• Source document:
▽
Witnesses said that Matayo Bighanzire was shot and killed outside his home on August 18, 2017, after soldiers beat him and his children. The military told the media at the time that Bighanzire was a royal guard who had attacked two soldiers with a knife, but witnesses contradicted that claim. The lack of investigations into these cases fuel speculation that the government does not take abuses of civilians in the region seriously, Human Rights Watch said.
Government Response to Human Rights Watch
Elwelu, commander of second military division which operates in the Rwenzori subregion at the time of the killings, was promoted to chief of land forces, one of the highest-ranking positions in the army, in January 2017. He has not publicly commented on the killings in Kasese since Human Rights Watch published its report in March 2017. However, the government spokesman via the Uganda Media Centre responded, stated that the research had “flaws that do not represent the true facts of the subject matter.” The five-page statement lists several previous incidents of conflict in the Kasese region, well before November 2016, some of which Human Rights Watch had raised in previous reporting and in letters to then-Inspector General of Police General Kale Kayihura.
△
[Collected data]
▽
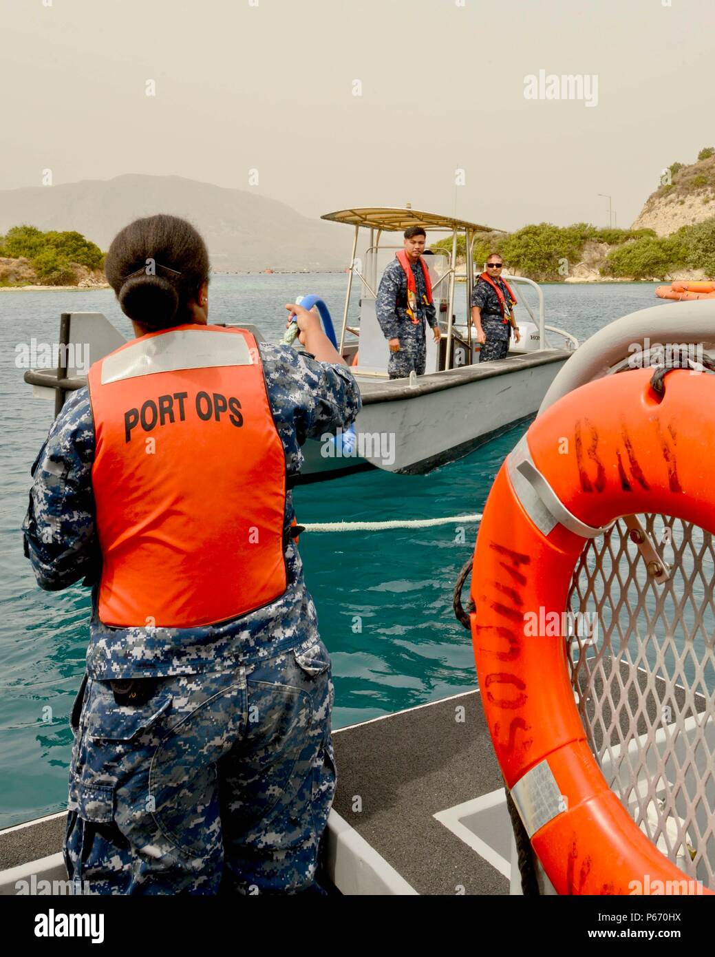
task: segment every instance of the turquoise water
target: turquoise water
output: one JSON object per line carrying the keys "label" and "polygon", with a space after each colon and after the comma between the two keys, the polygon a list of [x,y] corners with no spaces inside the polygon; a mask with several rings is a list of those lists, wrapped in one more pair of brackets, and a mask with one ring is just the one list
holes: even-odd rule
{"label": "turquoise water", "polygon": [[[654,284],[545,287],[547,322],[580,340],[657,303]],[[282,331],[283,303],[319,293],[342,316],[345,276],[217,275],[211,318]],[[458,286],[458,297],[463,296]],[[72,735],[67,718],[82,673],[89,592],[41,591],[19,532],[30,466],[53,406],[33,399],[15,346],[56,340],[59,314],[103,312],[124,335],[129,323],[110,290],[0,293],[3,415],[0,509],[0,827],[59,811]],[[356,317],[351,315],[351,319]],[[478,408],[475,415],[480,414]],[[436,518],[481,510],[493,478],[523,428],[428,476],[363,473],[299,488],[301,522]],[[335,726],[468,691],[475,686],[469,634],[455,620],[452,590],[474,547],[476,526],[381,533],[305,534],[301,552],[333,658]]]}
△
• Exercise 1:
List every date or month-and-year given in the text on killings in Kasese.
• Exercise 2:
Reproduce the portion of the text on killings in Kasese between "Government Response to" and "General Kale Kayihura.", inclusive.
The collected data is separate material with no connection to the text on killings in Kasese.

• Answer 1:
- August 18, 2017
- January 2017
- March 2017
- November 2016

• Answer 2:
Government Response to Human Rights Watch
Elwelu, commander of second military division which operates in the Rwenzori subregion at the time of the killings, was promoted to chief of land forces, one of the highest-ranking positions in the army, in January 2017. He has not publicly commented on the killings in Kasese since Human Rights Watch published its report in March 2017. However, the government spokesman via the Uganda Media Centre responded, stated that the research had “flaws that do not represent the true facts of the subject matter.” The five-page statement lists several previous incidents of conflict in the Kasese region, well before November 2016, some of which Human Rights Watch had raised in previous reporting and in letters to then-Inspector General of Police General Kale Kayihura.